Consigna => Según el texto sobre Aleppo, ¿en qué hotel se alojaron los viajeros?

Texto provisto =>
Decidimos ver algunas cosas en los alrededores de Aleppo y luego ir hacia la costa.
Gaby
Luego de cruzar el desierto en ómnibus y ver un atardecer espectacular sobre la tierra que parecía nunca terminar, llegamos a Aleppo y nos encontramos con que la estación de ómnibus había sido recientemente trasladada a más de 10km fuera de la ciudad, por lo que nuestra idea de caminar hasta el hotel donde nos quedaríamos fue rápidamente reemplazada por el acto de parar un taxi y transitamos las calles bulliciosas hasta la parte nueva de la ciudad, hasta el Spring Flower Hotel.Una de las cosas que mas disfrutamos de Aleppo fue el permitirnos perdernos en los laberintos del souq (bazar) donde la fragancia de las especies, jabones y comida llenan el aire mientras uno hace compras o mientras se aceptan invitaciones de los políglotas dueños de los locales para entrar en sus negocios y tomar una taza de té (antes de que empiecen a insistir en que les compres sus productos, por supuesto). El souq está organizado en las demarcaciones usuales, ropa en una callecita, oro en otra, telas en un callejón, chalinas en una esquina, pañuelos para la cabeza frente a estas, y especies y artículos de limpieza contrastan con los olores que emanan de los puestos de carne.
En las calles hay bullicio y repartidores que van montados en burros y carros tirados por caballos que taconean en los adoquines de las calles, nos dimos cuenta que además, tocar bocina es un pasatiempo de muchos de los conductores.
Nuestro hotel fue el punto perfecto ya que ofrecía todo lo que los viajeros necesitan y terminamos quedándonos ahí más días de los planeados, pero las calles transitadas y ruidosas no permitieron mucho descanso.
Cuando visitamos la ciudad vieja nos dio una idea de lo que hubiese sido vivir en aquellos tiempos. El puente escalonado que hay que subir para tener acceso a esta hubiese dejado a los visitantes no deseados muy expuestos a lluvias de flechas y litros de aceite hirviendo.
A unas cuadras de la ciudad vieja encontramos el barrio Cristiano Armenio donde nos pudimos dar algunos gustitos y comer unas ricas pizzas y lasañas, después de un merecido descanso de las típicas felafel y shwarmas.

Datos del ejercicio =>
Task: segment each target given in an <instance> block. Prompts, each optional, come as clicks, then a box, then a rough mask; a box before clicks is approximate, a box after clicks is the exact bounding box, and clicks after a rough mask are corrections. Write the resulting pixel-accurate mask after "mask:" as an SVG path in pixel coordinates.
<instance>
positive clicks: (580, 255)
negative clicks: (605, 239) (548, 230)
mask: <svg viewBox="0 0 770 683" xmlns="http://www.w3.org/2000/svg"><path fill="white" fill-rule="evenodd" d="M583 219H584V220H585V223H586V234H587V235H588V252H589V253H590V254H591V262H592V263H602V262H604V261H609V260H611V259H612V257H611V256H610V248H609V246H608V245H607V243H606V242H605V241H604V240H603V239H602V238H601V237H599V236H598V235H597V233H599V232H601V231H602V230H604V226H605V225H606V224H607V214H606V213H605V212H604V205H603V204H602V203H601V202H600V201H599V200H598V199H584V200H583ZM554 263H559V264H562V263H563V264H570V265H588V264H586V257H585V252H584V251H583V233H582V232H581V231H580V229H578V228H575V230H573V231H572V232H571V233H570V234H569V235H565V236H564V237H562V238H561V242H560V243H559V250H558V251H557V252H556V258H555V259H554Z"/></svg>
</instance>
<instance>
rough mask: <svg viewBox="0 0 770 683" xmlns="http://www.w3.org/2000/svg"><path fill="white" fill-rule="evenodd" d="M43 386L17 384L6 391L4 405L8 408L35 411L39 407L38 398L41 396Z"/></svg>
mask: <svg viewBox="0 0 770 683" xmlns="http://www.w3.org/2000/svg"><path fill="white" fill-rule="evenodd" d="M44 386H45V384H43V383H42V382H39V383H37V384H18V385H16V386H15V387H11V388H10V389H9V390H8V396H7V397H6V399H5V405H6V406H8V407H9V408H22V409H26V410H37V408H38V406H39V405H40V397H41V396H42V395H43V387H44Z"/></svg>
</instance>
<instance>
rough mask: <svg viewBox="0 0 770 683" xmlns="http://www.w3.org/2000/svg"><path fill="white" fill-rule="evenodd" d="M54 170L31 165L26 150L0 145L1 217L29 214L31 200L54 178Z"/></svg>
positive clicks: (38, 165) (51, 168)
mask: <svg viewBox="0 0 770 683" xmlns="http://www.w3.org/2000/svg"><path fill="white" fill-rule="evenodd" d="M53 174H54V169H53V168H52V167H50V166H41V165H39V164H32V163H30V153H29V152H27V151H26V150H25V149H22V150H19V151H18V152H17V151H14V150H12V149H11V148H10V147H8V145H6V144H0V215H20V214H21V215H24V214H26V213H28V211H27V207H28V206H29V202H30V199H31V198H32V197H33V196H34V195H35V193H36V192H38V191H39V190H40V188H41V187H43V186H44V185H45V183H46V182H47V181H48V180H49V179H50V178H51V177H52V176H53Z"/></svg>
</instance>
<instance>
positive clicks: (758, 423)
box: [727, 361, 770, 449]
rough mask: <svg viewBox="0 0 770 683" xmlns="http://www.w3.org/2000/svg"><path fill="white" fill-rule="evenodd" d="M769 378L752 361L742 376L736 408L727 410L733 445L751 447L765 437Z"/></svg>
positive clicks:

Respuesta => En el Spring Flower Hotel.